> [Written problem 1]
In the West Side Story review, who runs the drugstore where Tony has a stockboy job?

WEST SIDE STORY: STREAM IT OR SKIP IT?

The Gist: Chunks of New York City’s Upper West Side look like a war zone. “SLUM CLEARANCE” and “COMING SOON: LINCOLN CENTER FOR PERFORMING ARTS” signs flank the rubble. It’s 1957 and some wayward youths with their slick hair and (gasp) blue jeans run the streets like a pack of stray mutts. Four of them snap their fingers as they strut, all musical-like, and soon they become a dozen dancers. These guys are the Jets. They carry paint cans and they’re going to use the contents to cover a Puerto Rican flag emblazoned on a cement wall except the Sharks, their Puerto Rican roughneck equivalents, dash to the scene to stop them. All brawl: Pow, biff, whap, socko, until sirens blare and the cops arrive to break it up, saying stuff like can it and cut it out ya mooks. They also point to the wrecking-balled buildings and remind dese guys that the fighting is moot because they’re all about to be run over by, and I’m paraphrasing here, the Steamrollers of Gentrification.

Riff (Mike Faist), leader of the Jets, maintains his bruddahood of outcasts with classic circular logic, saying, “None of us would be here if it wasn’t for all of us,” implying that, individually, they’re all lowly worms who would probably be dead, but together, they’re alive, and a force. We don’t get an equivalent moment with the Sharks, possibly because the filmmakers are white. However, equal time is given to both sides when it comes to the star-crossed lovers at the heart of the plot. Tony (Ansel Elgort) is an ex-Jet and ex-con given a second chance with a stockboy job and a bed in the basement at a drugstore run by Valentina (Rita Moreno). Across the way is Maria (Rachel Zegler), sister of Shark head Bernardo (David Alvarez), who’s not married to but is very much together with Anita (Ariana DeBose), and all three live together.

> [Written problem 2]
In the records, update everything from the line containing "output [[25, 15]]." down to the line containing "[[181, 161], [257, 147], [86, 150], [227, 143]]" by replacing "umbrella" with "parasol". Return only those lines.

> [Items]
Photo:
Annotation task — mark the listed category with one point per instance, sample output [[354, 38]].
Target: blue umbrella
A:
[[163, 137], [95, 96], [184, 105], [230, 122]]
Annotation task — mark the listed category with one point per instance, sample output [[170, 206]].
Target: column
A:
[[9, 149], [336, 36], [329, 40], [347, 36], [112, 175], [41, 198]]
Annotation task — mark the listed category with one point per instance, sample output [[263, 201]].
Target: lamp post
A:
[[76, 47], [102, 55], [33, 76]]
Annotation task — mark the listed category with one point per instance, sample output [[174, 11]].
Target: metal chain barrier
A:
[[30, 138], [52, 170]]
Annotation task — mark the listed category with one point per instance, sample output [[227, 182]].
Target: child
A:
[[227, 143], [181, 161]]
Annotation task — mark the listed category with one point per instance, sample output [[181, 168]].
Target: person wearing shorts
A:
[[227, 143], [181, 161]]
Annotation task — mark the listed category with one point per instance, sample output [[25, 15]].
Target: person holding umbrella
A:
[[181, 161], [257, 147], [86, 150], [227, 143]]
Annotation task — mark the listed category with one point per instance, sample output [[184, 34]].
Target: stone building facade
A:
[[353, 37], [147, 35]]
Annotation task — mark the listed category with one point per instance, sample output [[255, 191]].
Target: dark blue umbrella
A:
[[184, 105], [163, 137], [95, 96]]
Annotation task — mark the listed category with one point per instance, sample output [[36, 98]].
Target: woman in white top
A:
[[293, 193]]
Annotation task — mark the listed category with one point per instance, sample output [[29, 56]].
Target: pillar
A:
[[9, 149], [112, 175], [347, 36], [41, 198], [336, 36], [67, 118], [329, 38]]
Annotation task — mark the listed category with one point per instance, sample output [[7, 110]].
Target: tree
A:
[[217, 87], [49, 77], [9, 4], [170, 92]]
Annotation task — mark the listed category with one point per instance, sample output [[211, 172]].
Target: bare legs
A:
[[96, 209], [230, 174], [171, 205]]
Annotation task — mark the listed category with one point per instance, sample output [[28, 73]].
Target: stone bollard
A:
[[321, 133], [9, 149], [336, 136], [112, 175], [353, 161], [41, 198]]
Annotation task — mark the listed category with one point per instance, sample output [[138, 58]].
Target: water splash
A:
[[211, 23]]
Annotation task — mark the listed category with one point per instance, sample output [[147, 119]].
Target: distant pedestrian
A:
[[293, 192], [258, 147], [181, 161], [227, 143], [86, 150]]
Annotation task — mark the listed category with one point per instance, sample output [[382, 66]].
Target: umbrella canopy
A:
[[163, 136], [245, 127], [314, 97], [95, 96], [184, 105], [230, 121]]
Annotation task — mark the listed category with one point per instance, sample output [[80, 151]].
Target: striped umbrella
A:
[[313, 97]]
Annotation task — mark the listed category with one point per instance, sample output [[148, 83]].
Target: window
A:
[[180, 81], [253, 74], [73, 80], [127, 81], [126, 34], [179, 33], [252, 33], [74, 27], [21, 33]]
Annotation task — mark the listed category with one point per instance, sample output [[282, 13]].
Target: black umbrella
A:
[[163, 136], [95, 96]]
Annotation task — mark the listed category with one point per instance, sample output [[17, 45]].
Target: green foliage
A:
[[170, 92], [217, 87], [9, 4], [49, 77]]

==

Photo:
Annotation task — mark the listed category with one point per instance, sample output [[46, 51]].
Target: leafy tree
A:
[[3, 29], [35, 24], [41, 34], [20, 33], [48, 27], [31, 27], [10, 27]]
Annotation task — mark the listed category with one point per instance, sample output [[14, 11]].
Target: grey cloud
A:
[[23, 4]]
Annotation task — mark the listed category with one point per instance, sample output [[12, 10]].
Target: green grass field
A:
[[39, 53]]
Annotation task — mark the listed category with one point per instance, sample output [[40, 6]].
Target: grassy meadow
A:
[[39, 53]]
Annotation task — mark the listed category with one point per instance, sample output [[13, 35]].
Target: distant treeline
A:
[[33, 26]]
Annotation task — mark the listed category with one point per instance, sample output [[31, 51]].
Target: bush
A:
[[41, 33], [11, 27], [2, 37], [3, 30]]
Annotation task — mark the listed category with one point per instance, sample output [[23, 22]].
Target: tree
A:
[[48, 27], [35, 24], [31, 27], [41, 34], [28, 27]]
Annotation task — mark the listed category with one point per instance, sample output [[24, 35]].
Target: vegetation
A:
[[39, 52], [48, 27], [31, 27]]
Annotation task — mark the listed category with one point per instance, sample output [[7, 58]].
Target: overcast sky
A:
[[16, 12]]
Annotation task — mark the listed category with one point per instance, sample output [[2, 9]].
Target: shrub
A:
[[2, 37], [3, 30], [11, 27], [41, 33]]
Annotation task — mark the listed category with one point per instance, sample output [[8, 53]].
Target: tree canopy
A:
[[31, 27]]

==

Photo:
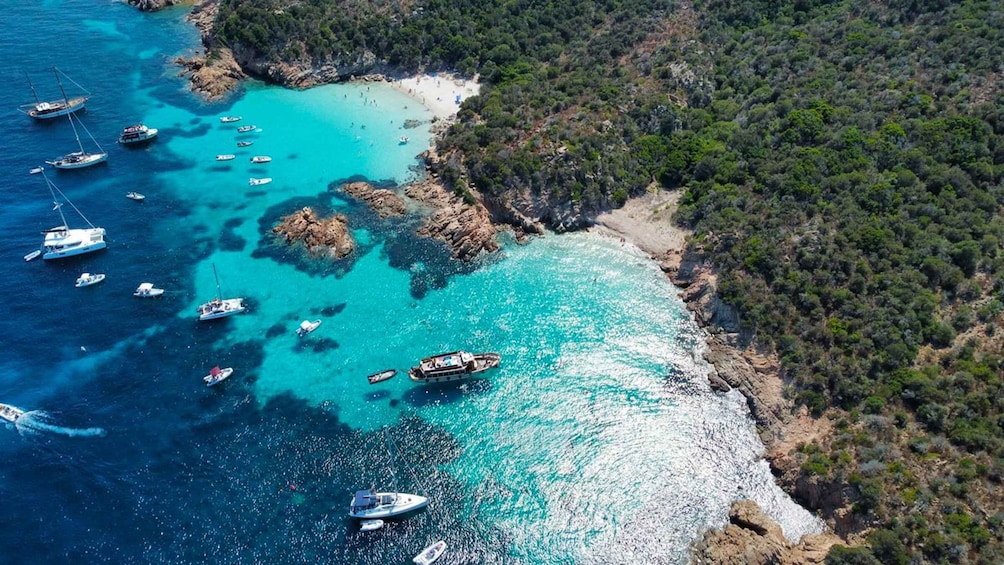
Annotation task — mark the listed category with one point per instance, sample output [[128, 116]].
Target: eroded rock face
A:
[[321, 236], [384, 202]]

> [Correct output 1]
Valentina (Rita Moreno)

> [Correct output 2]
Annotation task — mark the listed category with one point per instance, sample output [[25, 15]].
Target: person holding parasol
A:
[[181, 161], [257, 147], [86, 150], [227, 143]]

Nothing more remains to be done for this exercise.